* Data:
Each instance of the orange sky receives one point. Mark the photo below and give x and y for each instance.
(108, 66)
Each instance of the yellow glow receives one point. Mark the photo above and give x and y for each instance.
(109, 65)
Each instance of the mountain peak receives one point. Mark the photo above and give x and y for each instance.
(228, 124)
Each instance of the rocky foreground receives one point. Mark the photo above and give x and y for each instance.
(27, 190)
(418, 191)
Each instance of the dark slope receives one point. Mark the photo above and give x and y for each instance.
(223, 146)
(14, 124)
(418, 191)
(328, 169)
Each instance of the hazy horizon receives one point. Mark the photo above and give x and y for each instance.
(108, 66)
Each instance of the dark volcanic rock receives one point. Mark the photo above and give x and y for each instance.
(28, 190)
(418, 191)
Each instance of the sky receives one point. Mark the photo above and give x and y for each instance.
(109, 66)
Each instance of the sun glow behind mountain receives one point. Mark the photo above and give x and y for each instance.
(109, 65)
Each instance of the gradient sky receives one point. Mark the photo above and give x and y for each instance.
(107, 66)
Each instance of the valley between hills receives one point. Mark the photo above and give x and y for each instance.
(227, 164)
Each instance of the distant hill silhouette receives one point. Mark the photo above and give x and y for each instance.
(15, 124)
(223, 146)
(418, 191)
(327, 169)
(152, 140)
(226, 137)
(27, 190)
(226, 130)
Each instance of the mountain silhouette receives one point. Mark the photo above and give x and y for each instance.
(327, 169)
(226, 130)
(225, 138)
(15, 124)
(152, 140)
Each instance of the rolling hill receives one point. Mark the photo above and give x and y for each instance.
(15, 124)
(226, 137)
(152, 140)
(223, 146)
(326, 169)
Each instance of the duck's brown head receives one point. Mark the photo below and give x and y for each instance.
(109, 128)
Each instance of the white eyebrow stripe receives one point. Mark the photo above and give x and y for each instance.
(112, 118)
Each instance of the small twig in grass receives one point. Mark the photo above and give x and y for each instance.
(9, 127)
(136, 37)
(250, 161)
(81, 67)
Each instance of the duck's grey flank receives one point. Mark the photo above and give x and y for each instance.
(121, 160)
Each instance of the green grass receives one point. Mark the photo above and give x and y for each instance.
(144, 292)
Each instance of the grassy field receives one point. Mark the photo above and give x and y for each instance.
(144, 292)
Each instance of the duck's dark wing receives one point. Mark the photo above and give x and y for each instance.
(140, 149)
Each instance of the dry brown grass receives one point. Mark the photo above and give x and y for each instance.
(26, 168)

* What you need to do:
All lines from the one containing "Each instance of the duck's grey" through the end of the listing must be transcribed exactly. No other lines belong in the answer.

* Answer space:
Each instance of the duck's grey flank receives one point. Mark the photo above and give x and y for each instance.
(121, 160)
Each instance of the green grass receives one point. Mark the photo above and give x and y for each instance.
(144, 292)
Each instance of the grassy field receives one point. Mark the photo above and give x and y for each instance.
(144, 292)
Each instance of the duck's dark wing receives one point. Mark the photo above and give x and y for each instance.
(140, 149)
Each instance of the dry brown grass receives one point. Mark the photo above and give x and y for each instance.
(26, 168)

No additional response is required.